**Task brief:** Which lines in the entries below contain the word "metal"? Find them and copy each one in full.
-- Start of Material shown --
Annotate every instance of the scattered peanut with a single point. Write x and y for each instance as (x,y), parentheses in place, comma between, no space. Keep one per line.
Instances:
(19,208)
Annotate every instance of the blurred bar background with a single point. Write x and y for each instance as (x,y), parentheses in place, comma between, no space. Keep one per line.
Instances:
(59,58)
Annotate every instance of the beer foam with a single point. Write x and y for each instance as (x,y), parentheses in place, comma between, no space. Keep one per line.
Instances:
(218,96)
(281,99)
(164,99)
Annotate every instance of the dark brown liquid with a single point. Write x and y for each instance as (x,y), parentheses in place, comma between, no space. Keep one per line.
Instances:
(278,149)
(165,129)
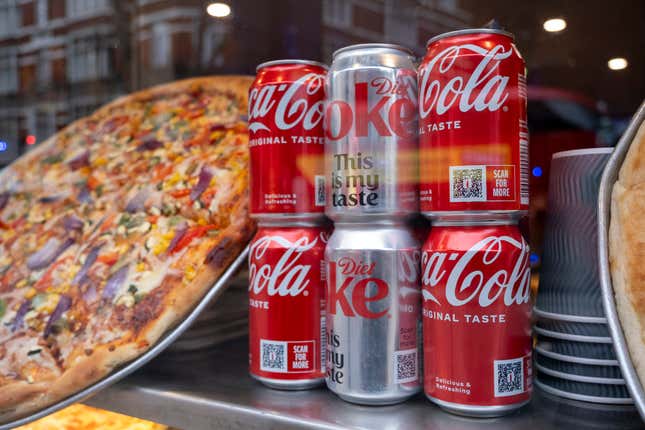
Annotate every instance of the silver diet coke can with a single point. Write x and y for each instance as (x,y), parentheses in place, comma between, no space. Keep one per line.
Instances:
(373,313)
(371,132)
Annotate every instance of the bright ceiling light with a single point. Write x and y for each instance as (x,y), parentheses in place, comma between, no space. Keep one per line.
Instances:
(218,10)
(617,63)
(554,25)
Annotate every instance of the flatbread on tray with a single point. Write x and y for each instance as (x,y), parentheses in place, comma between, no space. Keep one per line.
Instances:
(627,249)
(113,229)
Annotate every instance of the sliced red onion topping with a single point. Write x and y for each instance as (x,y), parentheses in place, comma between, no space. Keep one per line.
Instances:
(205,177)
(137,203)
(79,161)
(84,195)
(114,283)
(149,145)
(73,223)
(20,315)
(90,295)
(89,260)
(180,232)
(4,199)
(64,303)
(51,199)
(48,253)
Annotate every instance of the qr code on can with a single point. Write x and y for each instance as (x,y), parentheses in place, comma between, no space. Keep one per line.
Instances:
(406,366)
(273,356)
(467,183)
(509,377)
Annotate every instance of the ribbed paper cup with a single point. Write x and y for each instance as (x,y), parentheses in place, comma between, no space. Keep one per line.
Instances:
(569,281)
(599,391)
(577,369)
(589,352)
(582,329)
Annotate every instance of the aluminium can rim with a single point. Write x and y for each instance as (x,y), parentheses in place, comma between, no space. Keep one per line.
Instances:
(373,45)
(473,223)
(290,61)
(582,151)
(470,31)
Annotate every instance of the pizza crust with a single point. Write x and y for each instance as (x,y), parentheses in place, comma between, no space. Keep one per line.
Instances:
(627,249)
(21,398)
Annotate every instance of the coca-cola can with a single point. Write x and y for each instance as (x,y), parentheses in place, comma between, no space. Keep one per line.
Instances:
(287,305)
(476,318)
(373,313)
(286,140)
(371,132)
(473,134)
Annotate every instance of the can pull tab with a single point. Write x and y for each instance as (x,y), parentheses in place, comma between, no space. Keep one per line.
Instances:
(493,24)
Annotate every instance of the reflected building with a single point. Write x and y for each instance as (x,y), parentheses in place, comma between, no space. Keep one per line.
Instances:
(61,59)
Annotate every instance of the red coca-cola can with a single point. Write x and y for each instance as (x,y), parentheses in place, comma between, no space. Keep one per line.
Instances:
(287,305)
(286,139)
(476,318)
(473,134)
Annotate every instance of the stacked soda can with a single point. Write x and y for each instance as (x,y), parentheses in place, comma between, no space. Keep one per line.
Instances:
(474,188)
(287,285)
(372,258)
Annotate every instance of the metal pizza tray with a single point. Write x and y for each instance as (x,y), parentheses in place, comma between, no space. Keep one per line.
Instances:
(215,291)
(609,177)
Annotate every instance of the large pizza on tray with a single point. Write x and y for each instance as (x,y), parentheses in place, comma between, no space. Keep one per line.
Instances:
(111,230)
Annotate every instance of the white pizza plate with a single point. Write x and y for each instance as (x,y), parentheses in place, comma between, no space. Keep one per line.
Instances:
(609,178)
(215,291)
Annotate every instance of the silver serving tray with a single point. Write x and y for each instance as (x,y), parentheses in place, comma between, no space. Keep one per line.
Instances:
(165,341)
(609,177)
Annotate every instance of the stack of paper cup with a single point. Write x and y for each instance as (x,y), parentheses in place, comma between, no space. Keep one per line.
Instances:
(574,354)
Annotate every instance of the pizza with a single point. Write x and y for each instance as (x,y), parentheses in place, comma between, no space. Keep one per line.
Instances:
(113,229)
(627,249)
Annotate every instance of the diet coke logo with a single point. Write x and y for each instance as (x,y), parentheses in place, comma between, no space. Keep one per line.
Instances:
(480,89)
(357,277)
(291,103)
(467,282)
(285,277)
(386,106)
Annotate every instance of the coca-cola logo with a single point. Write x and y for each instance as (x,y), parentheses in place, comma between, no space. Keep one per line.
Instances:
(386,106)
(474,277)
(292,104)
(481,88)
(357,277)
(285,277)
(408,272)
-- End of Material shown --
-- Start of Material shown --
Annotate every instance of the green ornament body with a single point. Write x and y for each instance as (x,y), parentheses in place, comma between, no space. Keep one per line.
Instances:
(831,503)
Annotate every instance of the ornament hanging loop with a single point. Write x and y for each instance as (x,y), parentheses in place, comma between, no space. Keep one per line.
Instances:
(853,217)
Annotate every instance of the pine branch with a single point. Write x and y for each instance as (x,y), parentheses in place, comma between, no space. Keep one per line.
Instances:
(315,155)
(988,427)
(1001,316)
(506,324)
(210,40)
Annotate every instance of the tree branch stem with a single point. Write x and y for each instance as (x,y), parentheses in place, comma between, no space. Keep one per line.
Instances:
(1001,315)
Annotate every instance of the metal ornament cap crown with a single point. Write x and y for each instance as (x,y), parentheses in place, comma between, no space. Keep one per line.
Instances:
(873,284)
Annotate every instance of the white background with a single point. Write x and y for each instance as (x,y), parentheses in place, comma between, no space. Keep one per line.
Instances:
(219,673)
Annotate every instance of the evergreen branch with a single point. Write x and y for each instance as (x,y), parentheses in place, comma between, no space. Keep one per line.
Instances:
-- End of Material shown --
**Answer to the task:**
Annotate every instance of the metal pizza tray with a single point. Write x and y for each instance as (x,y), parentheses in place, comma between, no space. Keep one per line.
Annotate every instance of the metal ornament cap crown with a single point. Write x and y for each instance as (x,y), parentheses in place, comma between, no space. Keep one per line.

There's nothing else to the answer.